Por Victoria De Masi
Como si fueran una bandada de pájaros celestes, las voluntarias surcan los pasillos del Hospital de Niños con su vuelo discreto. Atraviesan las arcadas de hierro que conectan una Unidad con otra y en el trayecto dejan un juguete, una sonrisa, el oído generoso para quien lo necesite. Para ellas cada sala del hospital es un nido al que hay que cuidar. Son pájaros porque se mueven juntas, porque aunque todavía no sea primavera entre todas sueltan un trino dulce que solo interrumpen ante el cartel “Silencio, hospital”.
Las Voluntarias del Gutiérrez cumplen 50 años de servicio. Son 120 mujeres marcadas por el dolor de las nenas y nenes internados, pero también las cruza ese noble instinto infantil de salir adelante. La oficina que se ganaron está en el primer piso, al lado del Aula Magna. Es tan pequeña que hacen malabares entre bolsas con juguetes y ropa, bicis y pilas de libros. El único que respira es San Martín de Porres, primer santo negro de América e imagen que representa al voluntariado. Como agosto termina con una gran celebración por estas bodas de oro, en la base de operaciones nadie para: aprovecharon el Día del Niño para seguir festejando, y por eso repartirán juguetes toda la semana a los casi 320 chicos internados.

Registros mostrados:
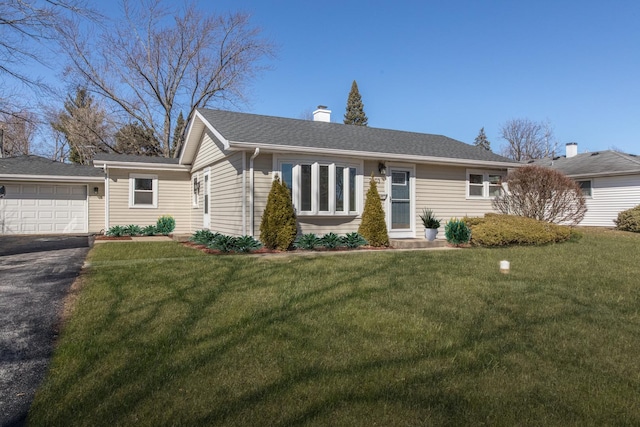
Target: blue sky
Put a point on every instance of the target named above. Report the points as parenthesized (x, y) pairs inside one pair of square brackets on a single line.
[(452, 67)]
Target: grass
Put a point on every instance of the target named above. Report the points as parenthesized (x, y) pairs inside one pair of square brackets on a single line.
[(165, 335)]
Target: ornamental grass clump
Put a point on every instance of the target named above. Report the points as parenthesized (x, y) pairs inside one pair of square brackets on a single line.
[(629, 220), (278, 227), (373, 226), (457, 232)]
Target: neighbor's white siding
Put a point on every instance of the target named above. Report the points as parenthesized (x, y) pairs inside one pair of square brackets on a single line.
[(174, 198), (611, 195)]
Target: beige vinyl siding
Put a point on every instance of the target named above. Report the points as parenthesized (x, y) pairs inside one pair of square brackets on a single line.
[(226, 196), (611, 195), (174, 198), (96, 208), (210, 151), (443, 189)]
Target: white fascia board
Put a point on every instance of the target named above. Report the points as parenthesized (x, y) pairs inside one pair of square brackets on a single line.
[(189, 139), (111, 164), (371, 155), (603, 174), (52, 178)]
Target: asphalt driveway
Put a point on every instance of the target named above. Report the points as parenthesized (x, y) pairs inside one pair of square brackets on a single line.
[(36, 273)]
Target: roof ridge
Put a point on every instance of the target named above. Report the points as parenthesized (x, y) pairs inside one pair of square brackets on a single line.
[(626, 157)]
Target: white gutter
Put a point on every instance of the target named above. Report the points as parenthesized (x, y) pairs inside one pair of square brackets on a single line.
[(251, 184), (49, 178), (372, 155)]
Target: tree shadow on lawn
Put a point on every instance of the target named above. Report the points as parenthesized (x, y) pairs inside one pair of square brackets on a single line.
[(441, 380)]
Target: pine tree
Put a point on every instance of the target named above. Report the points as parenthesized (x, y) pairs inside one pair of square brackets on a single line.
[(373, 226), (355, 109), (278, 226), (482, 141)]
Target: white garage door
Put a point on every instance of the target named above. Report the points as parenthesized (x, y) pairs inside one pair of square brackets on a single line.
[(43, 208)]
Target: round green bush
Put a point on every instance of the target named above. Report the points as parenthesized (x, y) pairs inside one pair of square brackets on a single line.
[(504, 230), (629, 220)]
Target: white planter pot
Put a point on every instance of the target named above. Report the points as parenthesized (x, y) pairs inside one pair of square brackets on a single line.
[(430, 234)]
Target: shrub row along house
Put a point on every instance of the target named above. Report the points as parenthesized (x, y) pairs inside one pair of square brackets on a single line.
[(224, 172), (610, 181)]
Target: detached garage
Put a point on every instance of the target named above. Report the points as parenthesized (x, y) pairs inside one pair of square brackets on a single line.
[(41, 196)]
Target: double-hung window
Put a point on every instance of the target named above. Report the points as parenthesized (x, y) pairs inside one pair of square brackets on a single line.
[(143, 191), (322, 188), (483, 184)]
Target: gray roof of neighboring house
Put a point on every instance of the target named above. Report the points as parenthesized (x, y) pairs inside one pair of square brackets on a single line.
[(36, 165), (296, 133), (597, 163), (135, 159)]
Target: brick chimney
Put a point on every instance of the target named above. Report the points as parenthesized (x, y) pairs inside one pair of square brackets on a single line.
[(322, 114), (571, 149)]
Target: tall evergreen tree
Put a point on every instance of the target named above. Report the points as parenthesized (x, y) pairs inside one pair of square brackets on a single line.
[(355, 109), (482, 141)]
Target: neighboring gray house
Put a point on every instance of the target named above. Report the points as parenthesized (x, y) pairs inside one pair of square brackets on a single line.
[(40, 196), (228, 161), (610, 181)]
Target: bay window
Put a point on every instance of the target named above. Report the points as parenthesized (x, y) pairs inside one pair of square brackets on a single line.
[(322, 188)]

Lo que se pide:
Responde con datos del texto sobre las voluntarias del Hospital de Niños:
(a) ¿Ante qué cartel interrumpen su trino?
(b) ¿Dónde está la oficina de las Voluntarias del Gutiérrez?
(c) ¿A cuántos chicos internados repartirán juguetes toda la semana?

Solución:
(a) Ante el cartel "Silencio, hospital".
(b) En el primer piso, al lado del Aula Magna.
(c) A casi 320 chicos.